_Text under study_
______________________________
But she said the NHS was now entering a “new, but no less challenging phase” in responding to the Covid-19 crisis.
“This means we will need the same determination, team-work and innovation that have served us so well over the last 18 months. Amid these pressures, I know colleagues share my determination to deliver the long term improvements in treatment and care which, coupled with a renewed focus on prevention, will enable many more people to live longer and more fulfilling lives.”
She added: “The NHS must continue to innovate and work in new ways to deliver the care that patients need. We must harness this power to ensure everyone can access the care they need, prevent illness and provide better treatment, and deliver on our long term ambitions to tackle major killers like cancer and stroke, saving many more lives.”
Throughout the pandemic hospitals have seen staffing levels stretched to dangerous ratios with staff redeployed to makeshift intensive care wards set up in operating theatres and other spaces.
Ms Pritchard said the pandemic had required staff to “make considerable personal sacrifice – working beyond your normal hours for long stretches, taking on new and difficult roles at real speed and having to cope with deeply distressing circumstances, including losing valued colleagues.
“Supporting the health and wellbeing of all our NHS staff will continue to be central to our future strategy and recovery. I do not underestimate the scale of the task we face and while I am realistic, I am also optimistic.”
______________________________
_Extracted entries_

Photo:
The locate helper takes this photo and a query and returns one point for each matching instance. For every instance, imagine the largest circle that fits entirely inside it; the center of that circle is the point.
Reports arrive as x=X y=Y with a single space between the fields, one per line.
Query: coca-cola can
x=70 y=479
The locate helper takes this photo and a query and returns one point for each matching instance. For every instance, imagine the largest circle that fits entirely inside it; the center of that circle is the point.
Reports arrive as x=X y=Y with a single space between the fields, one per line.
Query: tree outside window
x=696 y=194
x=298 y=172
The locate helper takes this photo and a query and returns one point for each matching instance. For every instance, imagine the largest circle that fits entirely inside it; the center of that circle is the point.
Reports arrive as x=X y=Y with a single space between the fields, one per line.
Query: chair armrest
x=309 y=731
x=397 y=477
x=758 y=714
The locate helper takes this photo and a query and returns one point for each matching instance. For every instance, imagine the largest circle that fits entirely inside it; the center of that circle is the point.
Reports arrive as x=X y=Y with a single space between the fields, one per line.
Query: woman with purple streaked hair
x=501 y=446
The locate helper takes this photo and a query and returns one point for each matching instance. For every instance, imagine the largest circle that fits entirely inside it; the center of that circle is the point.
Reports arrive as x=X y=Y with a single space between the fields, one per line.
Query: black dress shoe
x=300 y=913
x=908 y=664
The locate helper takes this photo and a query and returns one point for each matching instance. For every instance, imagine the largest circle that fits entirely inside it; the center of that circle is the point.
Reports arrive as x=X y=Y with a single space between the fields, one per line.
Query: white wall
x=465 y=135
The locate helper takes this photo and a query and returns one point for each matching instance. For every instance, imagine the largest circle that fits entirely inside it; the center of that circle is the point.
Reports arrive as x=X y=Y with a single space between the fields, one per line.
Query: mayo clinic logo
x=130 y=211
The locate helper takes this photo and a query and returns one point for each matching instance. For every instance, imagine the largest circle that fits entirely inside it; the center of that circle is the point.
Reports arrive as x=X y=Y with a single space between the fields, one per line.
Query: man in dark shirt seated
______________________________
_Work task_
Write out the part of the NHS article that starts with "Throughout the pandemic" and goes on through "losing valued colleagues.", word for word.

_Written answer_
Throughout the pandemic hospitals have seen staffing levels stretched to dangerous ratios with staff redeployed to makeshift intensive care wards set up in operating theatres and other spaces.
Ms Pritchard said the pandemic had required staff to “make considerable personal sacrifice – working beyond your normal hours for long stretches, taking on new and difficult roles at real speed and having to cope with deeply distressing circumstances, including losing valued colleagues.